_Work instructions_.
• 1. In the comment thread on defense cuts, what does one commenter say should be protected at all costs?
• 2. Please quote the comment thread on defense cuts from "I think something" up to and including "our hobby horses.".
• 3. Continue the comment thread on defense cuts from the point where it stops.
== Reading passage ==
There’s no need for a theoretical framework. I wrote it’s a proved “practical” way.
In theory, it’s utterly inefficient unless you include much more variables than any model should have.
@ Jackstaff re single class
Won’t happen. As I have said before there are reasons why Vanguards are that big. The big savings as Astute has shown in sharing reactor and other technologies etc. You can’t expect a Transit to carry the same load a 7.5t lorry…….
S O said “Trust me, I’m an economist.”
Chris B, Jed, and I do the funnies around here matey.
@ S O
Really? I don’t remember seeing that perscription being handed around the whole of Europe.
You said it’s been proved as the most practical method, which means that if true then someone would have sat down and codified it into an economic model for others to use. Or even better, would have sold it on in book form as a perfect economic handbook for governments.
Back in reality, all you’re doing is forcing an inefficient cut in resources across every department. If you’re cutting money then there has to be a reason why, that why being to meet a target sum of savings.
You do not reach the best balance between achieving that target while minimising disruption to the wider economy by just telling each department that they have to cut an arbitrary percentage from their budgets.
Rather, you identify how much money you need to save and then you find the right areas to cut across the broad spectrum of government.
I think something we can all agree on is that the two aircraft carriers, and the one hundred F35C, should be protected at all costs.
This 5% cut is a little like the governmnt saying “dammit, we forgot to factor in the self-fueled inflation we created with our quantitive easing”.
Actually Chris, SO has a point. If there was an audit on what to cut, a government with a history of departmental infighting is going to explode in a smear campaign and a “to the death!” defence of their hobby horses, a “divine fiat” declaration has the advantage of skipping the drama and force internal cuts instead of departments looking to cut other departments. Sad but true, we all have our hobby horses.
BB,
I wish ’twere so and “at all costs really shouldn’t enter into it, even from within HMG’s overall budget there are funds to work with. That will, sadly, launch another round of debate (wait a maximum of three comments) but there are a number of strategic choices like that, not just in defence, that could be funded simply by turning aside this blanket approach, stopping with the austerity-for-its-own-sake (the other way to pay down debt is by generating more GDP and setting up structured funding lines for repayment S. Korea style, not to mention getting the b(w)ankers to pony up for the trillion quid on top they caused in ’08.) But those are quite beyond the scope of what Georgy Boy is trying to accomplish.
X,
“Chris B., Jed and I do the humour around here matey.”
I shall go into the garden and eat worms….
@ Jackstaff
Sorry. I knew when I posted that I would offend somebody. I was thinking who else, who else?Remember before you eat the worm to squeeze the worm between thumb and forefinger and pull it throw the pinch to expel the bile.
X,
‘S all right, mate. Just a fine opportunity for a miniature wind up. And a very good point about worm consumption. Reminds me for some strange reason of a gastronome friend of Mexican descent who told me a well cooked tarantula tastes just like crab. That’s one of my favourite foods spoiled, then :p
BB again,
I think its a compelling campaign slogan: “carriers with aircraft on them; so crazy it just might work.”
===
== Data listing ==
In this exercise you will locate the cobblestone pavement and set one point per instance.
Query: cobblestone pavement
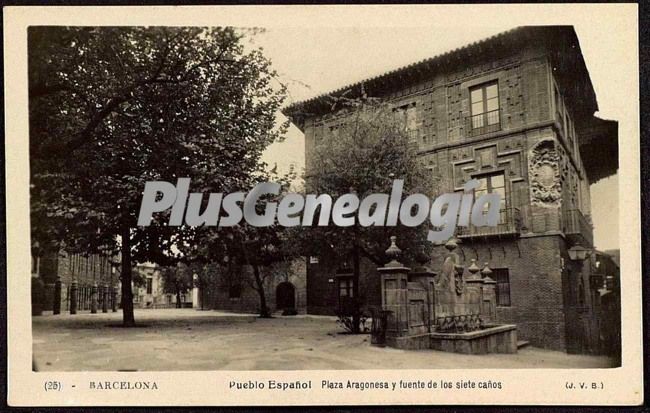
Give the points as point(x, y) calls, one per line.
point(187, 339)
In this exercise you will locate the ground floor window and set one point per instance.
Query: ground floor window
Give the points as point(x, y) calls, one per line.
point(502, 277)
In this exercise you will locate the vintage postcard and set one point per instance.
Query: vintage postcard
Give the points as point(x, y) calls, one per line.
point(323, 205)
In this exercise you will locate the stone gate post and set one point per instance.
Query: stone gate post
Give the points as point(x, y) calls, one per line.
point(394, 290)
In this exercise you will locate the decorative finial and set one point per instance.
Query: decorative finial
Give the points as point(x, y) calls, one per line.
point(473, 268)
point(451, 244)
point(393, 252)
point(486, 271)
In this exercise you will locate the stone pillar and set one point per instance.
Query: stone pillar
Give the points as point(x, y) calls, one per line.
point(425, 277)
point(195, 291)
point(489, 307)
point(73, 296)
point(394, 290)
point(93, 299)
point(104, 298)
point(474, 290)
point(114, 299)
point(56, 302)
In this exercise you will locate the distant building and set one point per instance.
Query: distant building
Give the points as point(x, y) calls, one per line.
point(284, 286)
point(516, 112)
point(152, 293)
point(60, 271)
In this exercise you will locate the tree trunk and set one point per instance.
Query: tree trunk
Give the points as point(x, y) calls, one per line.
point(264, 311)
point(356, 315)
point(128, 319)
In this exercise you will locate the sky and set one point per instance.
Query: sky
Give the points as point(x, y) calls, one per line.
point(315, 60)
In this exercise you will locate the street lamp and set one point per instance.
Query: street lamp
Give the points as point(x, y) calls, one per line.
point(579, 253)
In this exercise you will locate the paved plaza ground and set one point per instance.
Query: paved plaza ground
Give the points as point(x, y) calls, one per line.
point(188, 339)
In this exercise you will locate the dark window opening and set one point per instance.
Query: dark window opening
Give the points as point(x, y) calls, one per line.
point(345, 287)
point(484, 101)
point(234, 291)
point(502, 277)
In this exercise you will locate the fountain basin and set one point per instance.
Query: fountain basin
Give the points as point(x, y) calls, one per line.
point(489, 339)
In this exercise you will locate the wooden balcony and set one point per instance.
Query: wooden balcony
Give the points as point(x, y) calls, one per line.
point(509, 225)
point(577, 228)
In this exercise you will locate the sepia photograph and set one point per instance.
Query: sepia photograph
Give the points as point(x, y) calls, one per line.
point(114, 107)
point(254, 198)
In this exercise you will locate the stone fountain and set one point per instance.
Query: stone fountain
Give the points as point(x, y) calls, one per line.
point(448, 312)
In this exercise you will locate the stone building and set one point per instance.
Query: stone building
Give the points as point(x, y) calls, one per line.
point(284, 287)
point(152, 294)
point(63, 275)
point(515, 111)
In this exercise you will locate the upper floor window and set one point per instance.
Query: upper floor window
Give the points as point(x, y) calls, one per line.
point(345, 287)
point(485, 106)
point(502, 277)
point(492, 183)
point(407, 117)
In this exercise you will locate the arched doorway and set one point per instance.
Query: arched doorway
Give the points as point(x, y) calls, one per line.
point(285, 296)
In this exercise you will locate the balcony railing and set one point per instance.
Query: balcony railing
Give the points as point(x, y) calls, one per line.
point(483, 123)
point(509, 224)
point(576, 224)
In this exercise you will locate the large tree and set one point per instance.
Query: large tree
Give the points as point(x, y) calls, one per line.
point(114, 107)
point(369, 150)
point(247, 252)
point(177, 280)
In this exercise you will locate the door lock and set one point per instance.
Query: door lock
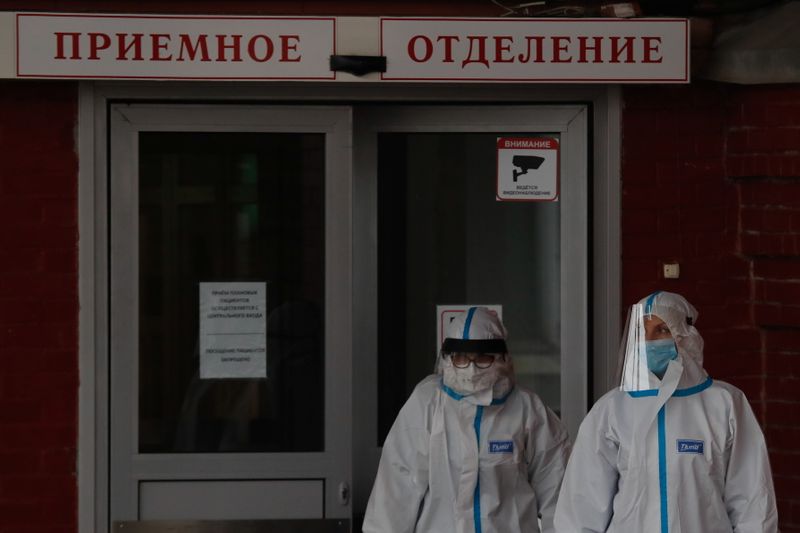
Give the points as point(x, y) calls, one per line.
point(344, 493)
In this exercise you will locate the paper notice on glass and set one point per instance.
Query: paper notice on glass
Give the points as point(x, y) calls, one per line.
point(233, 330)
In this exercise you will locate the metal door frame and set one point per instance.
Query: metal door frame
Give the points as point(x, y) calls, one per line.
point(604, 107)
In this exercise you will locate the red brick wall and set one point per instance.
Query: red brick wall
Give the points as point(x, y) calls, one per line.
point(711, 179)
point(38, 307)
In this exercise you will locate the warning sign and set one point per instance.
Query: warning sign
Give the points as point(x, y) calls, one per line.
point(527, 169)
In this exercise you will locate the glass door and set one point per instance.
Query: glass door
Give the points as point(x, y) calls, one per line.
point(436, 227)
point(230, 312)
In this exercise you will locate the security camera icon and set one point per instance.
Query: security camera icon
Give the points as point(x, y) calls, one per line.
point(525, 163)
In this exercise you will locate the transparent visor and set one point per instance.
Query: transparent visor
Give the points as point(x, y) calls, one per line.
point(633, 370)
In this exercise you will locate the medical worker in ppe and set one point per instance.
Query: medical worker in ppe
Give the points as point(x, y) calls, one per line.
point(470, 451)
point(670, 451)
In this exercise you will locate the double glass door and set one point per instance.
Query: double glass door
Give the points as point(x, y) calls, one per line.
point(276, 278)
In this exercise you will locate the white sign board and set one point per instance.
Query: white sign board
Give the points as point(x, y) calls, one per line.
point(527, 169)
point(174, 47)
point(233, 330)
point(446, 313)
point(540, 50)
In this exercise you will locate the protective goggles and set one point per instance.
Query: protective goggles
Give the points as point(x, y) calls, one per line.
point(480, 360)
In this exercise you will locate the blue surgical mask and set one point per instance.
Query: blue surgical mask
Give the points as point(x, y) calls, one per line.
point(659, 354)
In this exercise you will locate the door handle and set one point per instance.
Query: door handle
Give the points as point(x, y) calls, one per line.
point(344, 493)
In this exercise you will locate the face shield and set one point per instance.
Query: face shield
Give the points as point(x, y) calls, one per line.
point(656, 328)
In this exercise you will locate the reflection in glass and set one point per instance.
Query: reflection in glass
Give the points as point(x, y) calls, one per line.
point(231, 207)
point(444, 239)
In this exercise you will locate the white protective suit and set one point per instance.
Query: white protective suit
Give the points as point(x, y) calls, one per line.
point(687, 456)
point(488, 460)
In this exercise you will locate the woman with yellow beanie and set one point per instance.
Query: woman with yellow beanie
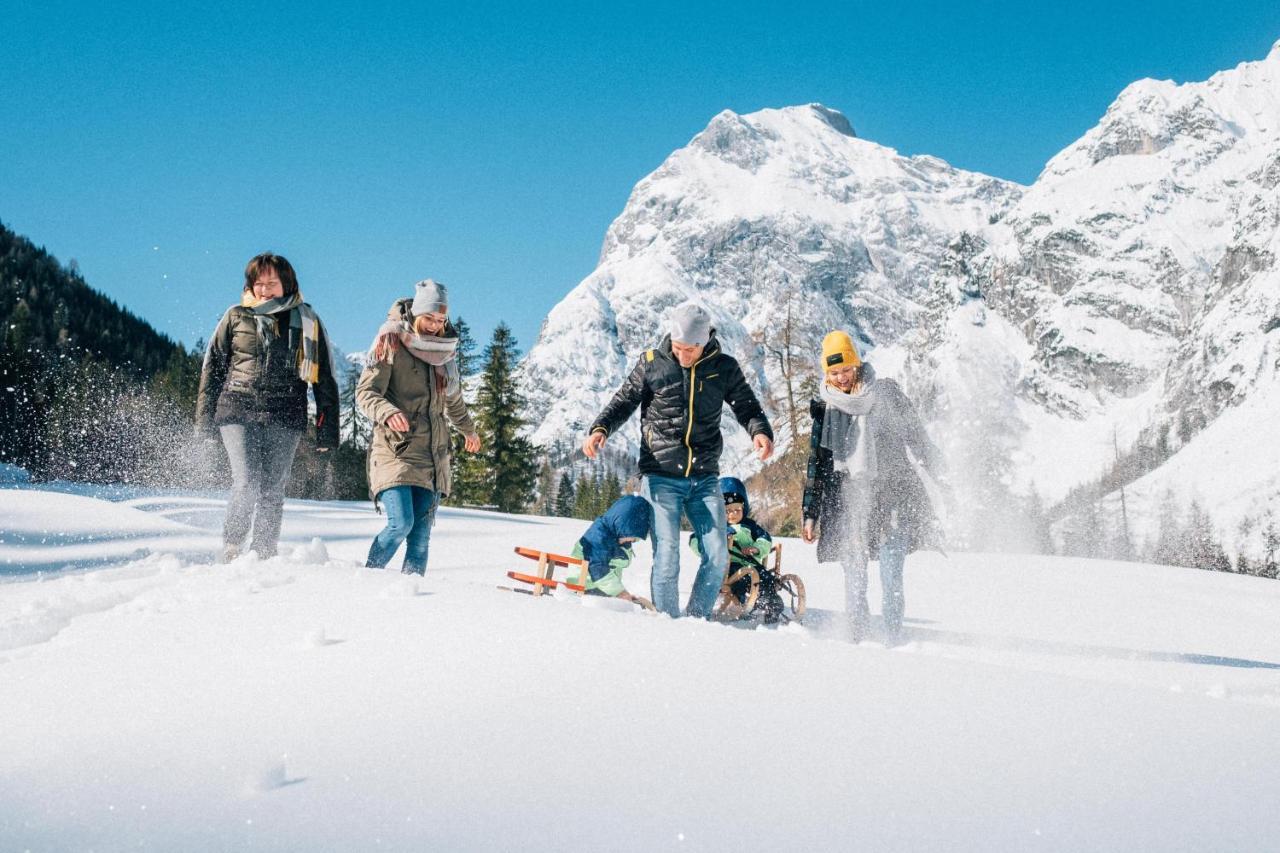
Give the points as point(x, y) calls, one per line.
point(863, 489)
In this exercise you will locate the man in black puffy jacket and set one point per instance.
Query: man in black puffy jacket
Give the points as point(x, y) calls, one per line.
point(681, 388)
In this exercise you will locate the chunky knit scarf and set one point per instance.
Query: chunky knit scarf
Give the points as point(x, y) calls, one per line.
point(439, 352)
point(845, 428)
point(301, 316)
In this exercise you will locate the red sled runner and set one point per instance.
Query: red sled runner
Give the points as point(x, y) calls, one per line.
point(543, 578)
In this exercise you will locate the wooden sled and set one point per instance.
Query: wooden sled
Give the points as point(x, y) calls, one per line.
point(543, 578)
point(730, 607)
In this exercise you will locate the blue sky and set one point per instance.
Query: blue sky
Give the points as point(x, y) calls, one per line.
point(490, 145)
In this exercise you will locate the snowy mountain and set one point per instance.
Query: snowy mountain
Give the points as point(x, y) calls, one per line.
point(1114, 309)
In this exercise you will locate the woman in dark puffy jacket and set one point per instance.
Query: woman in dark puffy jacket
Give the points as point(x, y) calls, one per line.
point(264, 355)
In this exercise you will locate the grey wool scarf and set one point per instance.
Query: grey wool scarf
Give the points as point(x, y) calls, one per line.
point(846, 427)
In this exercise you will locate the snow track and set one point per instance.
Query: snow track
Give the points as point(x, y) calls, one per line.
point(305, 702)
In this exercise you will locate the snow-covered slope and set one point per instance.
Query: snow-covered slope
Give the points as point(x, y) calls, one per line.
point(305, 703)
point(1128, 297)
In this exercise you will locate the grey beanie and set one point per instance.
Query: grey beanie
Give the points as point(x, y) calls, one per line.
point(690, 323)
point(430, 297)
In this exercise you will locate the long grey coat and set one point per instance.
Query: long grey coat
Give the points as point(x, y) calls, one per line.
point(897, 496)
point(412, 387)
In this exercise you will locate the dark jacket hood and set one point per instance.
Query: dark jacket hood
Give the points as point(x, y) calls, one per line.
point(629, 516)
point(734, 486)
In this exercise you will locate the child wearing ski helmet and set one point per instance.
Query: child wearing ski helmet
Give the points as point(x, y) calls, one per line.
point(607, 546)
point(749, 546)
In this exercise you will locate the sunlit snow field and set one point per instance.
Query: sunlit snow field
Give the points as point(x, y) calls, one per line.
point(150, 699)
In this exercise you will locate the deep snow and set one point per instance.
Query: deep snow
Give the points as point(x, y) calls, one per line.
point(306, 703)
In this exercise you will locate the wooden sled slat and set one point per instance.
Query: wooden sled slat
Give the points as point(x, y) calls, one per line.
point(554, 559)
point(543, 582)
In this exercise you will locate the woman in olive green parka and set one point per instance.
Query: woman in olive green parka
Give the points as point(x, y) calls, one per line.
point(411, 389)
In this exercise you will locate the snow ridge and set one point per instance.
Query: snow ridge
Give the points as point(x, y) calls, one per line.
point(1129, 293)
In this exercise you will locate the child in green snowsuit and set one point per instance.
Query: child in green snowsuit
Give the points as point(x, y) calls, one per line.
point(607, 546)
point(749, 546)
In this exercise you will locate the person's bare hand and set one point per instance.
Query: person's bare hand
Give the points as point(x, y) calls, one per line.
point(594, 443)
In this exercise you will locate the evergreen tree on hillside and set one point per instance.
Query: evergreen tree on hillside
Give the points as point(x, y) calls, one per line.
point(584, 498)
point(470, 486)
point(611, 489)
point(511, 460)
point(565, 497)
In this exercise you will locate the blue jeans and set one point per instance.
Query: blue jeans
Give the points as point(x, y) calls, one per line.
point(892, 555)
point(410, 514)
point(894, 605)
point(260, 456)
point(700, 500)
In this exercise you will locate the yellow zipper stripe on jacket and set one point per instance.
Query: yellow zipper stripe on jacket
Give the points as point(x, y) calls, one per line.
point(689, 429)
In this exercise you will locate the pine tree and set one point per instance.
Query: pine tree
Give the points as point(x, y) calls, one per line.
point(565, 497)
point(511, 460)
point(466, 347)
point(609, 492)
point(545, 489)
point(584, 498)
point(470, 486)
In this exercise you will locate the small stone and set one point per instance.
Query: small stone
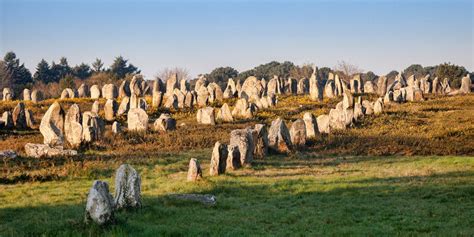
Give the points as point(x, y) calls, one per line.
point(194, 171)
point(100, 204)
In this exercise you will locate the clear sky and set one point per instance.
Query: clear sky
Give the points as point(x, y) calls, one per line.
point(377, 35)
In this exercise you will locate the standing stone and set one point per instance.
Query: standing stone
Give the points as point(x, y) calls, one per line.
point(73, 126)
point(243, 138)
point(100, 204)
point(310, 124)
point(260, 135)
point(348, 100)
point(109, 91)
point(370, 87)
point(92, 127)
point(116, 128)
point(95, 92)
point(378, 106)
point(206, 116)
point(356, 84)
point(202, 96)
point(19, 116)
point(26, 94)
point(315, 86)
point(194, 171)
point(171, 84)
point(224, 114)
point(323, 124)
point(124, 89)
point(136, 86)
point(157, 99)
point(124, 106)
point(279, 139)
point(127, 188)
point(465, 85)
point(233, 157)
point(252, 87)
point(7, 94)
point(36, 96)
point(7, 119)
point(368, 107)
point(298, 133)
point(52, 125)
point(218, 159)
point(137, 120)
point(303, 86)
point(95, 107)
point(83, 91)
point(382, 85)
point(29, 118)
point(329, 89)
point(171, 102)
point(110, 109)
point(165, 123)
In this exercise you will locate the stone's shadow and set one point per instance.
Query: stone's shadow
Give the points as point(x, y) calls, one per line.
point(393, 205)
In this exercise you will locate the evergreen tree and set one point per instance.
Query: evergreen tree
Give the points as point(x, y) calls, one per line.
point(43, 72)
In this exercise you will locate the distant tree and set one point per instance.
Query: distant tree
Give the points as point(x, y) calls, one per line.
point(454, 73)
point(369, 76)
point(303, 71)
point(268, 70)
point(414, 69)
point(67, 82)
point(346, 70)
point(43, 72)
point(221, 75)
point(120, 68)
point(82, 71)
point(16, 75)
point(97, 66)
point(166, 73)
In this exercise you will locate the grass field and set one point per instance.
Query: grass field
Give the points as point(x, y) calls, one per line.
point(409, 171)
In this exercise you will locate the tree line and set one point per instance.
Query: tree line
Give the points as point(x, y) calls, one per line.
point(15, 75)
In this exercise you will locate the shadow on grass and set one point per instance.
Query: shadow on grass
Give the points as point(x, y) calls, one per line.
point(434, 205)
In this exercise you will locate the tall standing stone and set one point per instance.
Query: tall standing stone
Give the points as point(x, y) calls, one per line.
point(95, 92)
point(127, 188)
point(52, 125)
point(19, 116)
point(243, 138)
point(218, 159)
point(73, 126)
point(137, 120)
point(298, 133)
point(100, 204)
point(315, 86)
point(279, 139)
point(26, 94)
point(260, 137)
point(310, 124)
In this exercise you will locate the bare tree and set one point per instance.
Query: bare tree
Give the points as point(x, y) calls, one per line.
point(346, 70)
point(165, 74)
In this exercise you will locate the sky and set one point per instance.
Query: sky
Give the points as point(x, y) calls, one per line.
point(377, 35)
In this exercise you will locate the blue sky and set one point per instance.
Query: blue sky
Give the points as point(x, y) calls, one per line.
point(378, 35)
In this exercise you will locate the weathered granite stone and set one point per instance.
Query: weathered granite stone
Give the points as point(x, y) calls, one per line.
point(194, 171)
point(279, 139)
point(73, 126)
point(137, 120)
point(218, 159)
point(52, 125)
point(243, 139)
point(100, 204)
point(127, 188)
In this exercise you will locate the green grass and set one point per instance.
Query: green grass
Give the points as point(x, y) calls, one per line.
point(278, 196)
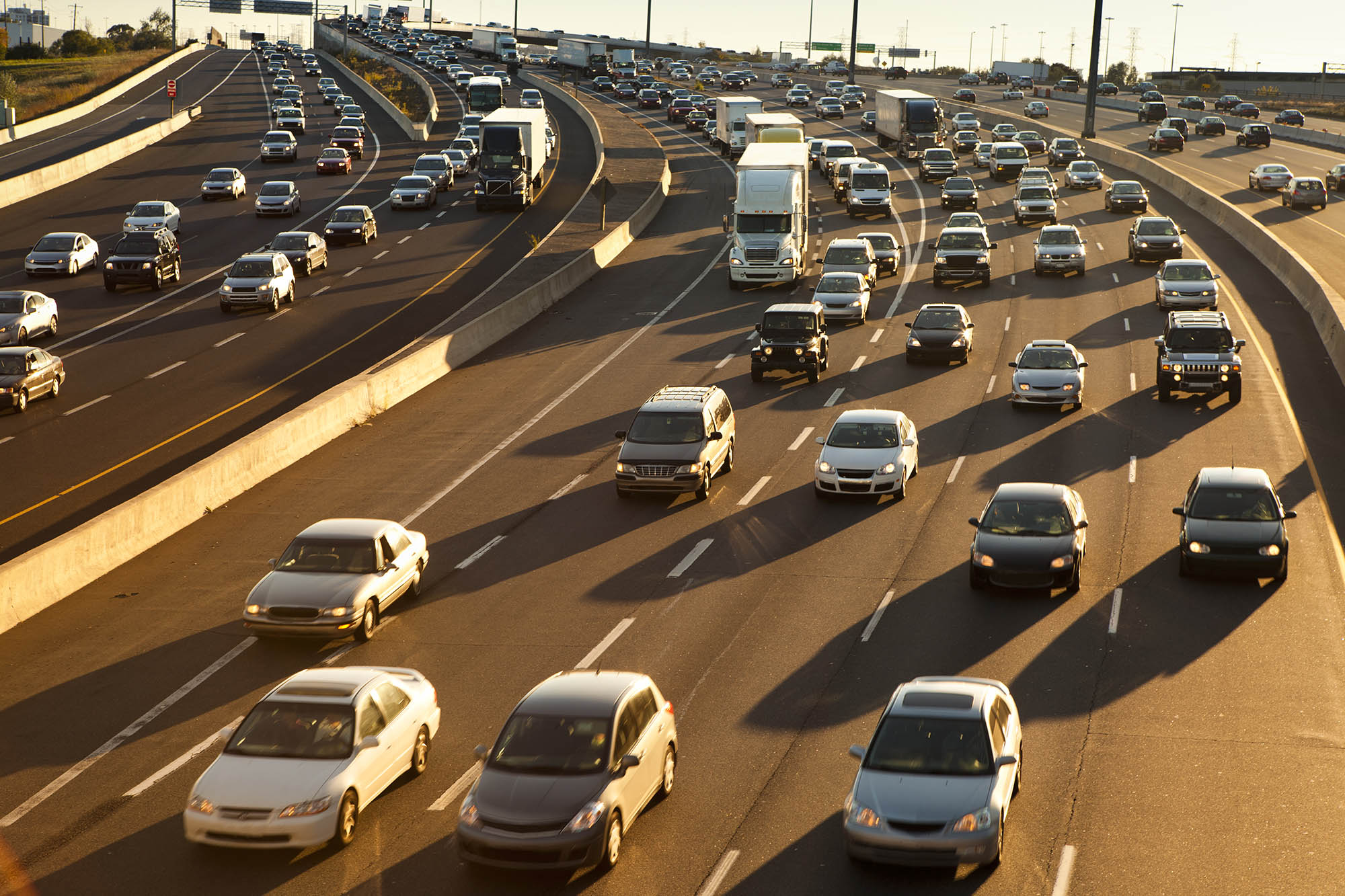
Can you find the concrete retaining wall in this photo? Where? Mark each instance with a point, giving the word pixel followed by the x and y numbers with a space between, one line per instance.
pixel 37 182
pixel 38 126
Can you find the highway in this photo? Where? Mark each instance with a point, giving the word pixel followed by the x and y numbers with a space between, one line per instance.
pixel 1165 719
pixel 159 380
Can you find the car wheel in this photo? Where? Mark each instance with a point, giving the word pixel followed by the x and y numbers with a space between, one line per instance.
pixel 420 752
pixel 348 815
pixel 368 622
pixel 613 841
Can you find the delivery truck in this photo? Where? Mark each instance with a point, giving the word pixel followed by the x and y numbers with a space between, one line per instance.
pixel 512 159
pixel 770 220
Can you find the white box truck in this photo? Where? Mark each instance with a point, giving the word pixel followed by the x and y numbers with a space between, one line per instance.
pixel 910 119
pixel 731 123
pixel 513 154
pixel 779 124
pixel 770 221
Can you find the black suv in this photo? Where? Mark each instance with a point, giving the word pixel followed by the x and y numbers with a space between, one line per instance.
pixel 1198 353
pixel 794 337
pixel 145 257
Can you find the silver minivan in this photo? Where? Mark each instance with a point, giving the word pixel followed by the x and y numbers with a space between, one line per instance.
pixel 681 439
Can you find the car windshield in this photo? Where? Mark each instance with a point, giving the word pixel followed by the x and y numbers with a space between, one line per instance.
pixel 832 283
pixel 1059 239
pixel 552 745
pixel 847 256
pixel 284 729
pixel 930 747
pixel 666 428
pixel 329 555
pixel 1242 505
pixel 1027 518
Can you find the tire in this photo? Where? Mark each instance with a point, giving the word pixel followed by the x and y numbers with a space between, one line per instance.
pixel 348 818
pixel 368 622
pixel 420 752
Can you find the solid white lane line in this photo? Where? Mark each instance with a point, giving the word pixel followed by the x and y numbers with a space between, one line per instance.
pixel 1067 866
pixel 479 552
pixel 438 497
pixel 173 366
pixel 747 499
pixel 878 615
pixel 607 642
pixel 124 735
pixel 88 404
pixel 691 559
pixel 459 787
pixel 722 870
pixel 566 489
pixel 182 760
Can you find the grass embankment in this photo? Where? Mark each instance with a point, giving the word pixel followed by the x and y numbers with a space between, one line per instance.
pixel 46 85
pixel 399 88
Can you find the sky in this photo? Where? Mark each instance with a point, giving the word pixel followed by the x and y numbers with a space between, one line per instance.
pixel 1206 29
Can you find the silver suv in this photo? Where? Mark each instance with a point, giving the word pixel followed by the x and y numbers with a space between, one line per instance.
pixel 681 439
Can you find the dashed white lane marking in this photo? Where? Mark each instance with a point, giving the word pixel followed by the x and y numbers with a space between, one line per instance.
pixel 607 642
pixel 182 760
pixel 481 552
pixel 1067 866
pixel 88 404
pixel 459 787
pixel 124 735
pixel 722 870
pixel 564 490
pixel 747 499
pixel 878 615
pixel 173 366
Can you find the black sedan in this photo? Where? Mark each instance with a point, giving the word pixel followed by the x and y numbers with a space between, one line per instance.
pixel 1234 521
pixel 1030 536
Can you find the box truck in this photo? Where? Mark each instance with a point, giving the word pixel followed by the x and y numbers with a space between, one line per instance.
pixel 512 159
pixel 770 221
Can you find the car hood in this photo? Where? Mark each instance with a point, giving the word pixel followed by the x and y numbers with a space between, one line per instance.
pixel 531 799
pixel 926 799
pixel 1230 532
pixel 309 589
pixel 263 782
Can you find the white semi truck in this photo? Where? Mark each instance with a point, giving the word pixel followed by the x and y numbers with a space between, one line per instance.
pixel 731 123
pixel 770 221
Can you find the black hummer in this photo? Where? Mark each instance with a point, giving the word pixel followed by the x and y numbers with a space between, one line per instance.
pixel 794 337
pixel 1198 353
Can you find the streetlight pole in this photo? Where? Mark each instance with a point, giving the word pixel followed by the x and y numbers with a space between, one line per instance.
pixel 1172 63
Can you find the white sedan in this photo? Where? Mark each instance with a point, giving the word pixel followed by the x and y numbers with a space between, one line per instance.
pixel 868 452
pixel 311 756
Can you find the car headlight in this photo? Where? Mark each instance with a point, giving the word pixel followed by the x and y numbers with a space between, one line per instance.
===
_Answers_.
• 1. The two aircraft carriers and the one hundred F35C.

• 2.
I think something we can all agree on is that the two aircraft carriers, and the one hundred F35C, should be protected at all costs.
This 5% cut is a little like the governmnt saying “dammit, we forgot to factor in the self-fueled inflation we created with our quantitive easing”.
Actually Chris, SO has a point. If there was an audit on what to cut, a government with a history of departmental infighting is going to explode in a smear campaign and a “to the death!” defence of their hobby horses, a “divine fiat” declaration has the advantage of skipping the drama and force internal cuts instead of departments looking to cut other departments. Sad but true, we all have our hobby horses.

• 3.
@ Observer
The problem with enforcing mandatory, fixed percentage cuts across every department is that you end up with one of two situations;
1) You don’t cut enough money, because 5% of each departments budget isn’t enough or,
2) You cut too much, because 5% of each departments budget results in an excess of savings, meaning that services than need not be cut are cut for the sake of “fairness” leading to inefficiencies.
An “economist” like S.O. should grasp this concept fairly easily.
I’m not saying it’s easy to do and it needs a strong central hand that is prepared to wield the axe where needed, but it should result in a more efficient program of cuts rather than just forcing everyone into an arbitrary deficit reduction plan in the name of being “fair”, which is hardly a sound starting point for a major economic upheavel.
By comparison, corporate businesses will identify weak areas of the their business and/or needed savings to achieve a required budget plan and will then make the needed cuts with that plan in mind.
They wouldn’t cripple the long term viability of a profitable portion of their business in the name of being fair in cutting all departments.
X @ 7.25
Transit vs 7.5 tonne truck.
You realy are on the money.
Guess what – 4.6T transit + Trailer vs 7.5T truck.
Photo finish in the load carrying stakes.
One question on SoT/V – What tubes / missiles are they using?
Regarding the current reactor design – looks quite tall / got a bit of a hump.
Astute as a Camel following on the race horses of the previous classes.
Anyway what are the proime drivers of sub design.
What are the new technologies opening up to move the patform / component set away from its 50′s high tech kettle roots?
Looking to a crew of 50?
Size – similar to the CSA of today with length to suit the number of tubes?
New reactor based on current comercial / USN practice.
Escape module / seperate living quarters?
FE classes for the designers / borrow some from the auto / aero industries?
Budget – £2bill for development / £1.5bill for the hull including tubes?
What are the USN doing?
Trident refurb?
Ohio class refurb?
Any idea of timings?
@ Jackstaff
I wouldn’t eat the worms in the TD garden if I were you. Just trust me on this one.
SO / Chris B et al
Getting the old grass cutter out to sort out a funding issue is the Q+D / lazy way of doing things.
It offers no insight or understanding into the problems of the present it only spreads the pain across the guilty and the innocent.
The whole issue looks political.
The Gang of Four Dog boilers want to put the big squeeze on to generate some flex / excess funds and they use a % of these funds to fix the real issues / the unacceptable cuts while the flabby just lose some weight.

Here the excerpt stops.